Within the entries that follow, show each line where the word "medallion" occurs.

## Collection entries
=-=-=
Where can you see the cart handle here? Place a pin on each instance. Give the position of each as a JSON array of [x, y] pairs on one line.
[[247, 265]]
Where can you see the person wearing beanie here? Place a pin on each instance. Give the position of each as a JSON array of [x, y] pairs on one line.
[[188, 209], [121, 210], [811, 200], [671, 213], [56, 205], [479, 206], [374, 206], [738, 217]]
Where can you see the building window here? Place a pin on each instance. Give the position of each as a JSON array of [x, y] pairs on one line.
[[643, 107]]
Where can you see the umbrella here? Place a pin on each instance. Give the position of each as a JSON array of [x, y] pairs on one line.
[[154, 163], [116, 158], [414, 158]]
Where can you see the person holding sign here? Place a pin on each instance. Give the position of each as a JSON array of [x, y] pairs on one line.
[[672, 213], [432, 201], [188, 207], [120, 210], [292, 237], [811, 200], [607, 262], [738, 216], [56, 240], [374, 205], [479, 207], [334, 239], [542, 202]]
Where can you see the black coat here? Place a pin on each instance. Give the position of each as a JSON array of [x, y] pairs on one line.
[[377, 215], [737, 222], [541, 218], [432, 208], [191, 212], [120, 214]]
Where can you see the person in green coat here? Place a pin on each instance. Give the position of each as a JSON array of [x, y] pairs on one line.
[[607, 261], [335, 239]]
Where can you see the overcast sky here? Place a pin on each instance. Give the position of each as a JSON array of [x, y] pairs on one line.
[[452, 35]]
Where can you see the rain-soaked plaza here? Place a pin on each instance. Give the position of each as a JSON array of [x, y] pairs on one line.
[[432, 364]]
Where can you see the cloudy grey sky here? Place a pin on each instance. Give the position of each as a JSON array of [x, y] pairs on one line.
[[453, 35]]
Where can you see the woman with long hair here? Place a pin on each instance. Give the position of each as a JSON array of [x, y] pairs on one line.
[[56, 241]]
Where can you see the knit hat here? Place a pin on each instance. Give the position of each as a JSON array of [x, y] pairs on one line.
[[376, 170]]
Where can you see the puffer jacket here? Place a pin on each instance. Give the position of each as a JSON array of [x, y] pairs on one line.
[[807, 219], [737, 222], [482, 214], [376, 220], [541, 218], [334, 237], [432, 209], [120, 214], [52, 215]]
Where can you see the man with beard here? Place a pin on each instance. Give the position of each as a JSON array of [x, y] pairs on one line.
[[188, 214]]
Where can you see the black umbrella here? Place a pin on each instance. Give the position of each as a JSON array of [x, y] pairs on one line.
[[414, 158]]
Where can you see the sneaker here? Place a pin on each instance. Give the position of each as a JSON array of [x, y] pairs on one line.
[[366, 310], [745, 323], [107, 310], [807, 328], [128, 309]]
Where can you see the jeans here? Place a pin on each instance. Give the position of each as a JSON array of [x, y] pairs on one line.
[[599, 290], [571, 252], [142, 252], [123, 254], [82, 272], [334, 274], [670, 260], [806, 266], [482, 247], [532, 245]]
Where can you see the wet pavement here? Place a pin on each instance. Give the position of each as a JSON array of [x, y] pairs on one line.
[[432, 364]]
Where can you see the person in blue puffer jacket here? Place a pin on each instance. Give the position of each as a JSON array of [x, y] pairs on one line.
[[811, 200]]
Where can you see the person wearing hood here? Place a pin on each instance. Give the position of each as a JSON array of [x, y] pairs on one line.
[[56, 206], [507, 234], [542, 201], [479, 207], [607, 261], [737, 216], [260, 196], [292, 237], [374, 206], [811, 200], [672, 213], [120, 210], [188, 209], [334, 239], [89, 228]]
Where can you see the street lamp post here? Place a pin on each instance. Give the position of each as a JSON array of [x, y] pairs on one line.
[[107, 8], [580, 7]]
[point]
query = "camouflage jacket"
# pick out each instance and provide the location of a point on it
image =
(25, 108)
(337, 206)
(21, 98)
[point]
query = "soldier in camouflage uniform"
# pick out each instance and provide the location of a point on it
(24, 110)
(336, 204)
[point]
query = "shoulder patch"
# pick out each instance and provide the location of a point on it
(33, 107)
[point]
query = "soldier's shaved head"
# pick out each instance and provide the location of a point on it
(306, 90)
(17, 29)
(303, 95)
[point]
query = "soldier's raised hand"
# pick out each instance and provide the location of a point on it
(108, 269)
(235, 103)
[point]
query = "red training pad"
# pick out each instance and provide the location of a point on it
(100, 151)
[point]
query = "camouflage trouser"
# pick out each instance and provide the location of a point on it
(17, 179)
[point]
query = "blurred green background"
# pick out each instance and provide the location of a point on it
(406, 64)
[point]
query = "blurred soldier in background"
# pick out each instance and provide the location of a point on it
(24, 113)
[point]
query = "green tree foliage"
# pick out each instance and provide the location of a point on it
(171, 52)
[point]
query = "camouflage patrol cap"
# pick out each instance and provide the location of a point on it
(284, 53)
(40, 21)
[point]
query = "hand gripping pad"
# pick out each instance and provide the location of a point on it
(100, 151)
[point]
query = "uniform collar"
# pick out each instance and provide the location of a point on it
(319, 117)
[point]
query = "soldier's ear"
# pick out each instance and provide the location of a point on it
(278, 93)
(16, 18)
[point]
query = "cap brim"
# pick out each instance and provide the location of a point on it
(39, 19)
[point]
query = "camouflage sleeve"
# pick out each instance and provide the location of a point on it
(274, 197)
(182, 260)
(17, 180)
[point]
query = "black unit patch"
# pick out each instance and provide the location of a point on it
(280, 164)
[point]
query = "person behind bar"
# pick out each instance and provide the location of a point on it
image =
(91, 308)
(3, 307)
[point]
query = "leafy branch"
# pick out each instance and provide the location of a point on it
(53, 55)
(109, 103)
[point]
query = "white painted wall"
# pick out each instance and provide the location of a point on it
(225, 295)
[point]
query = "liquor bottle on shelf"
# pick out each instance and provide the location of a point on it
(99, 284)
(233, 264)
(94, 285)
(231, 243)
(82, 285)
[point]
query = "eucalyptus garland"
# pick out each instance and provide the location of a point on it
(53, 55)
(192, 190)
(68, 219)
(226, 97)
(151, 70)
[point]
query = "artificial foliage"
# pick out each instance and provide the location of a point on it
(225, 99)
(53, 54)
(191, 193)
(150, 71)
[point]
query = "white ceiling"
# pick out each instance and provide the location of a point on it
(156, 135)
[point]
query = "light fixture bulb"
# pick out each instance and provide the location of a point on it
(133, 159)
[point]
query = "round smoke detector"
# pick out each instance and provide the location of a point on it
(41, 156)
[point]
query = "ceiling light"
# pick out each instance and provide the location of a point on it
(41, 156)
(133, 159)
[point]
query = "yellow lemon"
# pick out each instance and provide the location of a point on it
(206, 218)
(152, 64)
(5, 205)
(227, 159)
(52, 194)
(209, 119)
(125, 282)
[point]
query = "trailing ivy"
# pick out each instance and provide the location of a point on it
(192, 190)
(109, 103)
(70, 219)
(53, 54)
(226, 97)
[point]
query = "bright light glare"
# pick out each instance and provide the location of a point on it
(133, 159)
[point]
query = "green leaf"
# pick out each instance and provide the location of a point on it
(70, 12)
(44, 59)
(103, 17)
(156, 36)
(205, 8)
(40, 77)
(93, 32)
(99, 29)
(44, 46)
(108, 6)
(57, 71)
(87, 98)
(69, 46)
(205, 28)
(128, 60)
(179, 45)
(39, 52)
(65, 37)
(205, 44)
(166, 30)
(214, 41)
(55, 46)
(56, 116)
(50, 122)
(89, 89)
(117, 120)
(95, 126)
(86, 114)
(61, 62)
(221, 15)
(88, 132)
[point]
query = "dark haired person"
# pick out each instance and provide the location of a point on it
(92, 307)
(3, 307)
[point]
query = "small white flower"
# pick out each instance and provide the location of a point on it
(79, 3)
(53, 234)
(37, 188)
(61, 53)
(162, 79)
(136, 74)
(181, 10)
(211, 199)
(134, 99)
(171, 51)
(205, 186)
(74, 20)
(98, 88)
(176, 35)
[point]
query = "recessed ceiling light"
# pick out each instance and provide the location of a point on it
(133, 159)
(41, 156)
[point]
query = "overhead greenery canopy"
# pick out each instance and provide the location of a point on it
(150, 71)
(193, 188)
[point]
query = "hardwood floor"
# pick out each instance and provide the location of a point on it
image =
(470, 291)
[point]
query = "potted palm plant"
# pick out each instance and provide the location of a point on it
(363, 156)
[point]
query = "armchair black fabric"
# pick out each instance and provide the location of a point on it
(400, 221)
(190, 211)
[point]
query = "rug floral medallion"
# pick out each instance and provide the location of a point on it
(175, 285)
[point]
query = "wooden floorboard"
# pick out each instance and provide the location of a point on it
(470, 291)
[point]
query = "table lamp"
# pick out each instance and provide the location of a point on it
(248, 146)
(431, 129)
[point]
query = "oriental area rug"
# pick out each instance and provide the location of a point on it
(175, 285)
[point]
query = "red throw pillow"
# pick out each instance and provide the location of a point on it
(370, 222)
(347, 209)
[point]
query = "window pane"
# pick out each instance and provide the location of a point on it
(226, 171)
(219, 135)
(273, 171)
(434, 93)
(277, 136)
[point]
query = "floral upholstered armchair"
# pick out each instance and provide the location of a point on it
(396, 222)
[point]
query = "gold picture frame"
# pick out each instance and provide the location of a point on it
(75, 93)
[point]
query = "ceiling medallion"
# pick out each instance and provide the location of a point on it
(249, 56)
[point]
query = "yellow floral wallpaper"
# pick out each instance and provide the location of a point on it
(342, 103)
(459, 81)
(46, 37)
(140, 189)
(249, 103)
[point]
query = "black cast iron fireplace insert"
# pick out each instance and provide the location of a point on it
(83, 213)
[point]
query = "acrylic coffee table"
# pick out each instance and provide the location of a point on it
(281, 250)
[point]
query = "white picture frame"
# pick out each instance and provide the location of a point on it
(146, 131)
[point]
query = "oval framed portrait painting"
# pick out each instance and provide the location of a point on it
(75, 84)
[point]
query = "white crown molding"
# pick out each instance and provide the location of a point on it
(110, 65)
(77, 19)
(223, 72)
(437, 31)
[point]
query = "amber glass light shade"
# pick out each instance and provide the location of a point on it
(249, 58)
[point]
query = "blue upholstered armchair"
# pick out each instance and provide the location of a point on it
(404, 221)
=-=-=
## Reply to the exercise
query = "rug floral medallion"
query = "ceiling medallion"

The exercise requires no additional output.